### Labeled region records

------------------------

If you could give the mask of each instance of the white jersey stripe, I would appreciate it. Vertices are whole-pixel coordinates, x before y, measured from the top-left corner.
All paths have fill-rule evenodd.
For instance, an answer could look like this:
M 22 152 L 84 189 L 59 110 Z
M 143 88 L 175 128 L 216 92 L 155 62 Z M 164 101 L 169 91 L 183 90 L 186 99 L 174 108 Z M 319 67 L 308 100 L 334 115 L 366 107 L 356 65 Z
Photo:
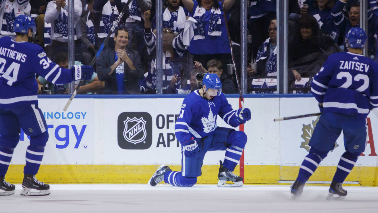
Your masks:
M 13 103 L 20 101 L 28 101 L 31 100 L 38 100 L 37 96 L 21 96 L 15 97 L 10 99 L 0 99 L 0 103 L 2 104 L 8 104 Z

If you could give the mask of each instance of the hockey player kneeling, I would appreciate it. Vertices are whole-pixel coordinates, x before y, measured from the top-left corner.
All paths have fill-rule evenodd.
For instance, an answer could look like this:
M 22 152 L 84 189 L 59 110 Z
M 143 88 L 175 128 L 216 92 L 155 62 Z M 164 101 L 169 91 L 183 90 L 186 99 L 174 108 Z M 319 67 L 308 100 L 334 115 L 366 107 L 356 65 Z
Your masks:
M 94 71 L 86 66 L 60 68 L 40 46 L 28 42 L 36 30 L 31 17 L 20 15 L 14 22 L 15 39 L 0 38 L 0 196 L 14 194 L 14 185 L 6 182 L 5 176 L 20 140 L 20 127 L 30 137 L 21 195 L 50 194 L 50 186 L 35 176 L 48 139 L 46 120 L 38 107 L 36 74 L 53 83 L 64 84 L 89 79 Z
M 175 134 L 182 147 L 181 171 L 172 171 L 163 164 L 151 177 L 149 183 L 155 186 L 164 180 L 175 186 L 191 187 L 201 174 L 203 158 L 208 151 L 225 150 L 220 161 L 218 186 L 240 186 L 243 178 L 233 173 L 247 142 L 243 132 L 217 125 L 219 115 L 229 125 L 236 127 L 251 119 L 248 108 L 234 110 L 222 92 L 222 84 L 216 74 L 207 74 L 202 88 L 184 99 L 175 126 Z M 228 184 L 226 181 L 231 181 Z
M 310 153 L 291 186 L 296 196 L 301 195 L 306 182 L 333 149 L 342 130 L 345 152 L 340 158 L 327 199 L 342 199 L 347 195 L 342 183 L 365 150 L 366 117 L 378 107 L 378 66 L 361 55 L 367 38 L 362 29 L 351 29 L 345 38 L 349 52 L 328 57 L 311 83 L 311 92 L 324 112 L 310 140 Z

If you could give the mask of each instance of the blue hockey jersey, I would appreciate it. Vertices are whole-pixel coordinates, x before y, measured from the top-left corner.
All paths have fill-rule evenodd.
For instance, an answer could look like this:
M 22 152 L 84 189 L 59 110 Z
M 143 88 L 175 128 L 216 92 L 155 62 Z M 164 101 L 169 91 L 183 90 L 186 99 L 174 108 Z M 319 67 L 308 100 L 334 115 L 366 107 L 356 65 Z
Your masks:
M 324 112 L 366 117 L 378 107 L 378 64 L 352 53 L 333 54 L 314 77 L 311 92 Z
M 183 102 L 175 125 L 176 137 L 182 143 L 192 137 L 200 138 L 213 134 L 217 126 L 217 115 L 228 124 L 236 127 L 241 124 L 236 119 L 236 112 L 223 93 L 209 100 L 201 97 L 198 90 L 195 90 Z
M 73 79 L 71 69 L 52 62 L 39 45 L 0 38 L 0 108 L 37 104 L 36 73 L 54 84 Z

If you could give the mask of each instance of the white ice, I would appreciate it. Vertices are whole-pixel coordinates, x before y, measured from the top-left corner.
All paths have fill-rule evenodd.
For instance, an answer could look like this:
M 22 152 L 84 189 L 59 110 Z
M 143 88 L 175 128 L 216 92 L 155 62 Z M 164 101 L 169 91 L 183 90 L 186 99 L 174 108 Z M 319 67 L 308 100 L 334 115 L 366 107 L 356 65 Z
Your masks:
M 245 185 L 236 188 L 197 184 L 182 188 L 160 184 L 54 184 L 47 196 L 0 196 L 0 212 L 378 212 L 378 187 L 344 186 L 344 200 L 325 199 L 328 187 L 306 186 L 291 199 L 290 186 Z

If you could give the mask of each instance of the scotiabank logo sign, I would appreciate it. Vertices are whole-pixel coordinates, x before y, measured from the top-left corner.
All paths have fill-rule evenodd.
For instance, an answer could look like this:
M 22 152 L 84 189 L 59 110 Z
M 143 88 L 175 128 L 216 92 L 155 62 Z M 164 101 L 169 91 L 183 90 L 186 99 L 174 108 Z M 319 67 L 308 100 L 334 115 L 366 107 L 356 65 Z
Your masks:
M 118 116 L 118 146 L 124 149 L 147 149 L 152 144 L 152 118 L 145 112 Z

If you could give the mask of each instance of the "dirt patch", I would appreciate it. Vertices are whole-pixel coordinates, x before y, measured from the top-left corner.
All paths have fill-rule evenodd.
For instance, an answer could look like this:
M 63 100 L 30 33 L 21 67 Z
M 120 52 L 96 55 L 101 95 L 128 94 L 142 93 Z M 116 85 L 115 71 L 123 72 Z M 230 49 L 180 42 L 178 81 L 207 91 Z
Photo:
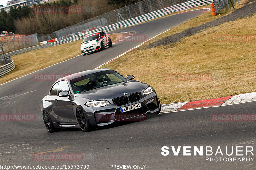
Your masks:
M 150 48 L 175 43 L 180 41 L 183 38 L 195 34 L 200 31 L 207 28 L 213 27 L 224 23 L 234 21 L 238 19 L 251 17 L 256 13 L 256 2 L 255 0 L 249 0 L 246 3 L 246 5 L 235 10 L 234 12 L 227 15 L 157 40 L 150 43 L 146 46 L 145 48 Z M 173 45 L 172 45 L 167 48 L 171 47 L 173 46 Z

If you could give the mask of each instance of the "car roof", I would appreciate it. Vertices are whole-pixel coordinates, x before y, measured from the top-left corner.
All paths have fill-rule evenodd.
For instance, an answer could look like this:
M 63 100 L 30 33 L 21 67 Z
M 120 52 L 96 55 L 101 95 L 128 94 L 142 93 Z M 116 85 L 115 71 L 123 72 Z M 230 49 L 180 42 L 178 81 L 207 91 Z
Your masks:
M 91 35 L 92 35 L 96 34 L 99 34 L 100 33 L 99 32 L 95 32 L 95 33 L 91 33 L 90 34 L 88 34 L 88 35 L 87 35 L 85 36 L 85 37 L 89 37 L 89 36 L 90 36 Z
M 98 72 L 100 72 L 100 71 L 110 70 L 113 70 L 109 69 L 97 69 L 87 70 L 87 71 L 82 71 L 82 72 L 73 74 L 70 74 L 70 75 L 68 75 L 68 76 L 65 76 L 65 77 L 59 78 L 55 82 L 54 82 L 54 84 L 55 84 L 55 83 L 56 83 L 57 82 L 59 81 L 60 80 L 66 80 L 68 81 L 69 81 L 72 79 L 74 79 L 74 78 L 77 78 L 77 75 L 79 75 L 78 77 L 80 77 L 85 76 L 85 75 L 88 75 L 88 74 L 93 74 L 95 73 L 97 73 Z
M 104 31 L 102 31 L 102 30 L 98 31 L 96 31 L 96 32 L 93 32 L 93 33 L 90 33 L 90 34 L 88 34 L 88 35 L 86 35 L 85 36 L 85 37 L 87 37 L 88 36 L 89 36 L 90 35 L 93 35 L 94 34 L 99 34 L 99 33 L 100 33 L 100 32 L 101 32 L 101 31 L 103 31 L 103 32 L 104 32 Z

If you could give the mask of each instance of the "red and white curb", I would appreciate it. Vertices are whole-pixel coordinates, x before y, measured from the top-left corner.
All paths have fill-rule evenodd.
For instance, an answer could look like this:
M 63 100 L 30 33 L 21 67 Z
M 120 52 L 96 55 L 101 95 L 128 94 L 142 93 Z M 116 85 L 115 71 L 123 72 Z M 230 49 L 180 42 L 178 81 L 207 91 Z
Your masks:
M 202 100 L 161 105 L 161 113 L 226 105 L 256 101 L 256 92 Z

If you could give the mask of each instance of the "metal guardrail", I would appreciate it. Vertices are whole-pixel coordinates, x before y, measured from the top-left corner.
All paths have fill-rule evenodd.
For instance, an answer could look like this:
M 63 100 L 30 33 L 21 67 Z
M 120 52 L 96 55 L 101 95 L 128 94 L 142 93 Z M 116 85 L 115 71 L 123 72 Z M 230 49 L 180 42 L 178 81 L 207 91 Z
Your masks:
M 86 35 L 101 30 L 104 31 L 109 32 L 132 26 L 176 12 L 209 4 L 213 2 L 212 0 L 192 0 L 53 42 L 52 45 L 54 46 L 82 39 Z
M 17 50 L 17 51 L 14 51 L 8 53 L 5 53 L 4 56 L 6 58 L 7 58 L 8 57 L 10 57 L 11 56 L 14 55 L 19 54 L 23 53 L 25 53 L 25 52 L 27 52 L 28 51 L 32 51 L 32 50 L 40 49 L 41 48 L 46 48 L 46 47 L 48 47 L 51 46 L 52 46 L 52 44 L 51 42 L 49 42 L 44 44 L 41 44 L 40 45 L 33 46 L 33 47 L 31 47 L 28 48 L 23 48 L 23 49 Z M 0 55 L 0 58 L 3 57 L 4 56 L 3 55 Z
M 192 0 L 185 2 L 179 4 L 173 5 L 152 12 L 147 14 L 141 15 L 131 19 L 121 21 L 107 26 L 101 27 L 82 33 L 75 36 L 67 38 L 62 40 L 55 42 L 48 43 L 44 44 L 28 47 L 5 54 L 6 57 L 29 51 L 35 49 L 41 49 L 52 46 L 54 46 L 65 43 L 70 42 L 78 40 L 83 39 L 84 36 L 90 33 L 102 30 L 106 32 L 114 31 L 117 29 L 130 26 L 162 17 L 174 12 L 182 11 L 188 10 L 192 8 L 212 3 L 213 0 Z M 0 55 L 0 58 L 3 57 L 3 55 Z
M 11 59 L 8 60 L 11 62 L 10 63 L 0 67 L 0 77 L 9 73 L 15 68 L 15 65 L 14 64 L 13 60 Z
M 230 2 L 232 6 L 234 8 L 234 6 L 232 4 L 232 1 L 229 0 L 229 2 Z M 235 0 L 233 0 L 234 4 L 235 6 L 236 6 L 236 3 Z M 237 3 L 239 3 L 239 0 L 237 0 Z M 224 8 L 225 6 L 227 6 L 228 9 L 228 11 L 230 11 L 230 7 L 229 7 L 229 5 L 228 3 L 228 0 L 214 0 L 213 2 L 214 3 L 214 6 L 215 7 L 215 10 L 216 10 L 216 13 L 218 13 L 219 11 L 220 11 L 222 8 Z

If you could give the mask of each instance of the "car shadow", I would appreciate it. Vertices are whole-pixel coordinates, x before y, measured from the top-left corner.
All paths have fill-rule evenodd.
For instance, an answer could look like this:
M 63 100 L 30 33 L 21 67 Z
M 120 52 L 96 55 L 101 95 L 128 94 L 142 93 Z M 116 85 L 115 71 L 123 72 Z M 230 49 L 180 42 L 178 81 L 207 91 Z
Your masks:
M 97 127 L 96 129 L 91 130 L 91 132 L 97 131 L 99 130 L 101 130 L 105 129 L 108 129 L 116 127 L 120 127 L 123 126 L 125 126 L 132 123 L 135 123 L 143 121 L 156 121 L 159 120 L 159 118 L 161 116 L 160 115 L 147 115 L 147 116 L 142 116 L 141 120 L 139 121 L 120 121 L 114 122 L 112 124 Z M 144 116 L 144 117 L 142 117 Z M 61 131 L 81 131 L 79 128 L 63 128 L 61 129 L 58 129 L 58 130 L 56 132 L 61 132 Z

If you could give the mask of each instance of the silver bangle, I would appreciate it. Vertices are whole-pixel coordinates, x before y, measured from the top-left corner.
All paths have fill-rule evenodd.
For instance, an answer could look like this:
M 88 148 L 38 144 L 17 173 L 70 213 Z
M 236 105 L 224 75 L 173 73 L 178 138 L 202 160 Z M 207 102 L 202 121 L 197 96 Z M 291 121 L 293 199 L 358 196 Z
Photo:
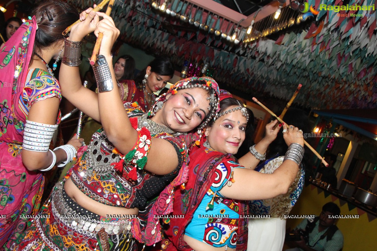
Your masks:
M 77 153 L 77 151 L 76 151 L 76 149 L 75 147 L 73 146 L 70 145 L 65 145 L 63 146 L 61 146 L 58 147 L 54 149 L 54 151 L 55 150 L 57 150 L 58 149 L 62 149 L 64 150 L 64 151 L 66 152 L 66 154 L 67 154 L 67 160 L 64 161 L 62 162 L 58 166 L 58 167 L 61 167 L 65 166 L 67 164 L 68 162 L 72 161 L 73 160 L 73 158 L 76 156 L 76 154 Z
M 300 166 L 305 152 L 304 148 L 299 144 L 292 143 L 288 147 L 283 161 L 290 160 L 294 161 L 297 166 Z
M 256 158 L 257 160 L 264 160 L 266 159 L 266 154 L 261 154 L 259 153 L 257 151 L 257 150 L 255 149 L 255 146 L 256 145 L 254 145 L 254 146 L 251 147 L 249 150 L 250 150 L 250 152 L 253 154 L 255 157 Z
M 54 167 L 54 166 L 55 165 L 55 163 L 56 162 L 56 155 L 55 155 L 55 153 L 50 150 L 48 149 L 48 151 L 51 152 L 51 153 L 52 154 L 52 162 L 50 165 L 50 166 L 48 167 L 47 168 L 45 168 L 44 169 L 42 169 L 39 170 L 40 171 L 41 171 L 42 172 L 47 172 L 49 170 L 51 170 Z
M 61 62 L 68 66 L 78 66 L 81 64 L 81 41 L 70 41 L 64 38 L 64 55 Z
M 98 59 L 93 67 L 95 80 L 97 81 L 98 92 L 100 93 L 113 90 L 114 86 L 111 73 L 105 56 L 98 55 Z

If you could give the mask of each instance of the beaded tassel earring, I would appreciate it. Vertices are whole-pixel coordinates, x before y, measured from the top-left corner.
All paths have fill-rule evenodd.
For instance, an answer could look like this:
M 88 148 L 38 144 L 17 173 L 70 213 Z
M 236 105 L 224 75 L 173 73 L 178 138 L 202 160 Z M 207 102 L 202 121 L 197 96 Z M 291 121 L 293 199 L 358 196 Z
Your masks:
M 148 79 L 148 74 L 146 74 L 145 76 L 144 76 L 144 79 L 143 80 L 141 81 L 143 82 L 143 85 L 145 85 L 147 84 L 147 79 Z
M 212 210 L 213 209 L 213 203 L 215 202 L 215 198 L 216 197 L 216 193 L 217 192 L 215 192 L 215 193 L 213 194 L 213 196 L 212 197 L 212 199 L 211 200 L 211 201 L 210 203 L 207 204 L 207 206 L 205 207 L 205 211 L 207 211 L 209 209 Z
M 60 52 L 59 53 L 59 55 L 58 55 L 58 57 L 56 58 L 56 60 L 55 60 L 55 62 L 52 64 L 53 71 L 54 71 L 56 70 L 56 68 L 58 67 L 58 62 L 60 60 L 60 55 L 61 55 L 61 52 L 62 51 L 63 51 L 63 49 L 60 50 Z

------------------------

### Exercise
Rewrite the lines from the one containing "of the beaded" through the end of the items, inclusive, swapping "tassel earring" for "drop earring" and leaving everything else as it is.

### Result of the task
If you could give the mask of each instance of the beaded drop earring, I would appreciate it. Vertices are whole-pixel coordinates, x before y, measured from the top-left corner.
All paths have fill-rule evenodd.
For instance, an answer could look like this:
M 88 148 L 38 144 L 17 173 L 70 213 Z
M 236 105 L 224 75 L 173 73 L 178 138 L 202 160 Z M 207 102 L 202 121 L 197 96 Z M 291 121 L 293 199 L 358 196 Z
Your masks:
M 148 79 L 148 74 L 146 74 L 145 76 L 144 76 L 144 79 L 143 80 L 141 81 L 143 82 L 143 85 L 145 85 L 147 84 L 147 79 Z
M 212 210 L 213 209 L 213 203 L 215 202 L 215 198 L 216 197 L 216 193 L 217 192 L 215 192 L 215 193 L 213 194 L 213 196 L 212 197 L 212 199 L 211 200 L 211 201 L 210 203 L 207 204 L 207 206 L 205 207 L 205 211 L 207 211 L 209 209 Z
M 60 52 L 59 53 L 59 55 L 58 55 L 58 57 L 56 58 L 56 60 L 55 60 L 55 62 L 52 64 L 53 71 L 54 71 L 56 70 L 56 68 L 58 67 L 58 62 L 60 60 L 60 55 L 61 55 L 61 52 L 62 51 L 63 51 L 63 49 L 60 50 Z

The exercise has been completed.